Selected extract below:
To promote research into product development and value added products (sub-articles 11.1.6, 12.7 and 11.1.10).
To promote training and awareness building programmes on how to minimize post-harvest losses (sub-article 11.1.8).
To monitor the impact of trade on national food security (sub-articles 11.2.15 and 11.1.9).
Working Group 5 - Integration of Fisheries into Coastal Area Management
84. The conclusions of the Working Group were as follows:
That the stakeholders involved in ICM included government departments (fisheries departments, planning, environment, lands, maritime and ports, agriculture and forestry, tourism, health, treasury, attorney-general), fishing industry associations, traditional users, traditional and other landowners (private and customary), traditional chiefs, women's groups, manufacturers, infrastructure, farmers' associations, recreational users groups, academic/scientific institutions and NGOs.
That some type of committee (or committees) was/were needed to consult with the wide spectrum of stakeholders to integrate ICM planning needs.
End of Selected extract.
Material provided below:
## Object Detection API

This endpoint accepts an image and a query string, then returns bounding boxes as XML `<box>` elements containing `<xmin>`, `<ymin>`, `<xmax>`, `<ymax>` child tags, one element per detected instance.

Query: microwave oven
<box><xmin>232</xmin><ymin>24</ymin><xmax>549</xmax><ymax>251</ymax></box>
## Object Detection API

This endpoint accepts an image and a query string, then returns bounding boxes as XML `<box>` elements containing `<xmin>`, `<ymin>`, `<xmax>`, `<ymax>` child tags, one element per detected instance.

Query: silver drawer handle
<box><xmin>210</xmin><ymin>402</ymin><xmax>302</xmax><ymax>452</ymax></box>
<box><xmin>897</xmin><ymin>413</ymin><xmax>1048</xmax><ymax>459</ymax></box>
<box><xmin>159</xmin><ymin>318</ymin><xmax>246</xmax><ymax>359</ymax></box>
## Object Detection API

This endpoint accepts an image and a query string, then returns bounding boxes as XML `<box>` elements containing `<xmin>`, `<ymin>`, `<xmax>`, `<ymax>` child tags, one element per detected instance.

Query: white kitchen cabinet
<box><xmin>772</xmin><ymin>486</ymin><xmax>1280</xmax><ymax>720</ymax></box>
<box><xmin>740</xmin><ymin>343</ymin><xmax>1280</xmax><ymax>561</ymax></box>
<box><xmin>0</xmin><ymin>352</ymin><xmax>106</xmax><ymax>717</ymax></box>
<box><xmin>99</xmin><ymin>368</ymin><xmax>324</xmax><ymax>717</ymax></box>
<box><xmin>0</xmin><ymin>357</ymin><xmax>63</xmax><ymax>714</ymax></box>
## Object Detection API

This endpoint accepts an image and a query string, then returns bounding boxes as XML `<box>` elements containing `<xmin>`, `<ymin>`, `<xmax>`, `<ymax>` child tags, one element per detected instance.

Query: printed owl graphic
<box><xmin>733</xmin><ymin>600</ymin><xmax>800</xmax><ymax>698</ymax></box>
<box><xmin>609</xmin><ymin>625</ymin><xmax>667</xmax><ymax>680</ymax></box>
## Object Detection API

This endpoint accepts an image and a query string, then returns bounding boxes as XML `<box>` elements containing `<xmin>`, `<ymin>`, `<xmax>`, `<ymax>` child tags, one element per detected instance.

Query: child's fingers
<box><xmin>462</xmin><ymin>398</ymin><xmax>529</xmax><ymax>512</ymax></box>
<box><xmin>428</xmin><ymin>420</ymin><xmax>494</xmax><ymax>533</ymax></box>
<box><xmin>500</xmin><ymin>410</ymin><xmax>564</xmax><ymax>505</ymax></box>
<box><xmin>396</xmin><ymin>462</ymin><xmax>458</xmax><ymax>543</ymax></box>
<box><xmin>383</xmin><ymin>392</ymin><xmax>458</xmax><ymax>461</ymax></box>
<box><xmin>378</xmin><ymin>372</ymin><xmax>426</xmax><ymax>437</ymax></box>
End of Material provided.
Rewrite the passage on integrating fisheries into coastal area management from "To monitor the" to "ICM planning needs.", putting "interested parties" wherever "stakeholders" appears. The material has nothing to do with this work.

**Solution for this exercise**
To monitor the impact of trade on national food security (sub-articles 11.2.15 and 11.1.9).
Working Group 5 - Integration of Fisheries into Coastal Area Management
84. The conclusions of the Working Group were as follows:
That the interested parties involved in ICM included government departments (fisheries departments, planning, environment, lands, maritime and ports, agriculture and forestry, tourism, health, treasury, attorney-general), fishing industry associations, traditional users, traditional and other landowners (private and customary), traditional chiefs, women's groups, manufacturers, infrastructure, farmers' associations, recreational users groups, academic/scientific institutions and NGOs.
That some type of committee (or committees) was/were needed to consult with the wide spectrum of interested parties to integrate ICM planning needs.